• _EXERCISE AIM_: Reproduce the listing in full, pictures excluded.

• _SUPPLIED RECORDS_:

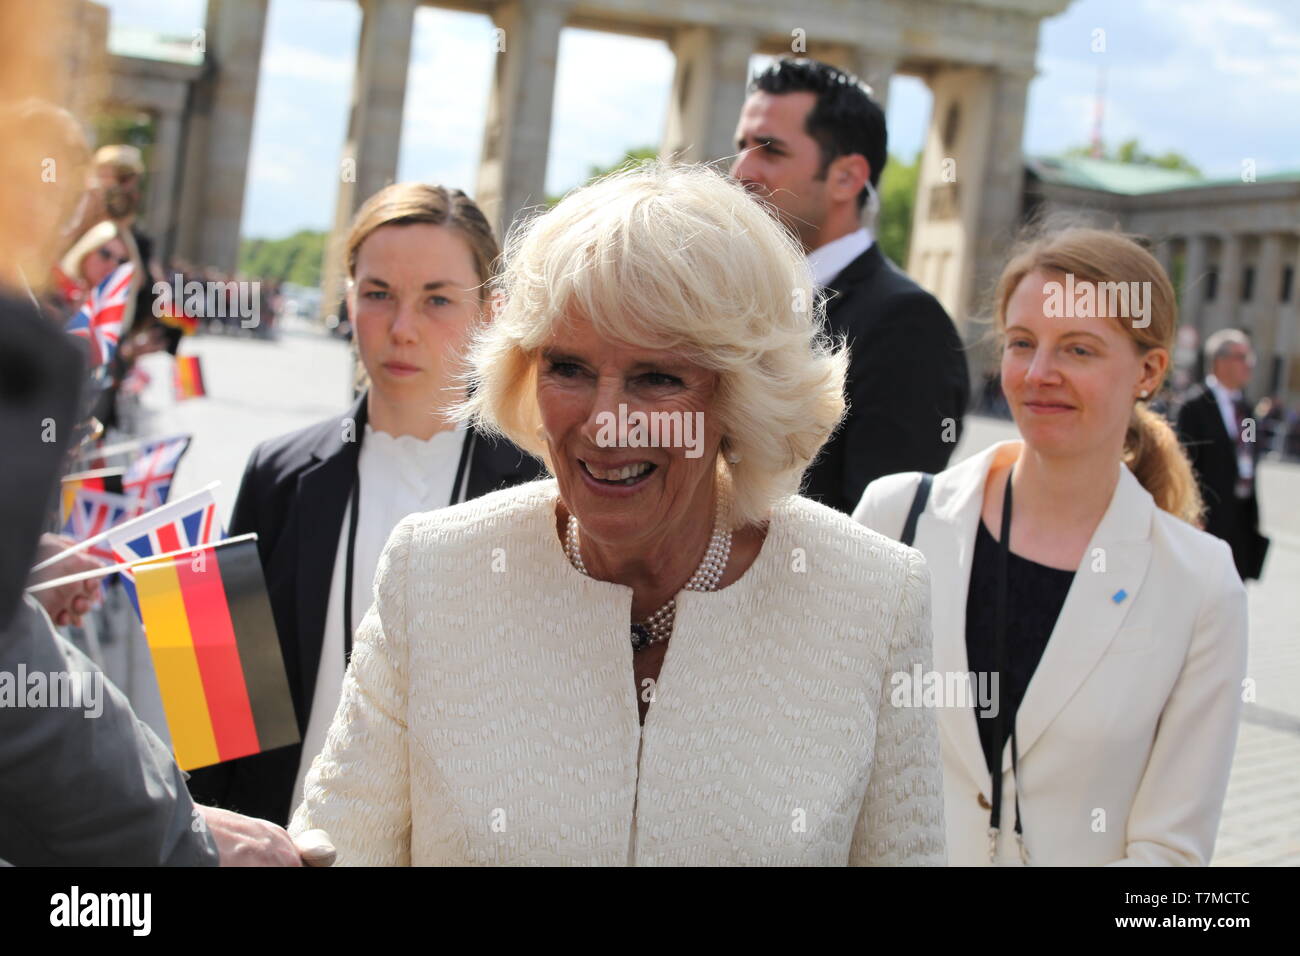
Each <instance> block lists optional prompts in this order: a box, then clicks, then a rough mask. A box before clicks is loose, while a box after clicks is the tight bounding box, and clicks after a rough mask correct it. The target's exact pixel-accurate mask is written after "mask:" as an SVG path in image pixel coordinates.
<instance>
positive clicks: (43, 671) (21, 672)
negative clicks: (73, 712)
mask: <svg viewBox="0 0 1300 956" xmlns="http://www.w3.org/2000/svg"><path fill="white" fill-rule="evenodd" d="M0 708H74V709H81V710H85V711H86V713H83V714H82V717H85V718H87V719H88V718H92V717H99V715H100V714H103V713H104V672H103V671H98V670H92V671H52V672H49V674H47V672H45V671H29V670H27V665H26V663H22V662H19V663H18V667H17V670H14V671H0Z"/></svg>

• _TASK RESULT_:
Each <instance> block lists optional prompts in this order: a box, then clicks, then a rough mask. A box before clicks is loose, while a box after clicks is the tight bounding box, and clicks after a rough mask correct it. The target's exact pixel-accurate mask is written after "mask:" as an SVG path in image pixel coordinates.
<instance>
positive clicks: (43, 671) (21, 672)
negative clicks: (73, 712)
mask: <svg viewBox="0 0 1300 956" xmlns="http://www.w3.org/2000/svg"><path fill="white" fill-rule="evenodd" d="M0 708H74V709H81V710H85V711H86V713H83V714H82V717H85V718H87V719H88V718H92V717H99V715H100V714H103V713H104V672H103V671H98V670H92V671H52V672H49V674H47V672H45V671H29V670H27V665H26V663H22V662H19V663H18V667H17V670H14V671H0Z"/></svg>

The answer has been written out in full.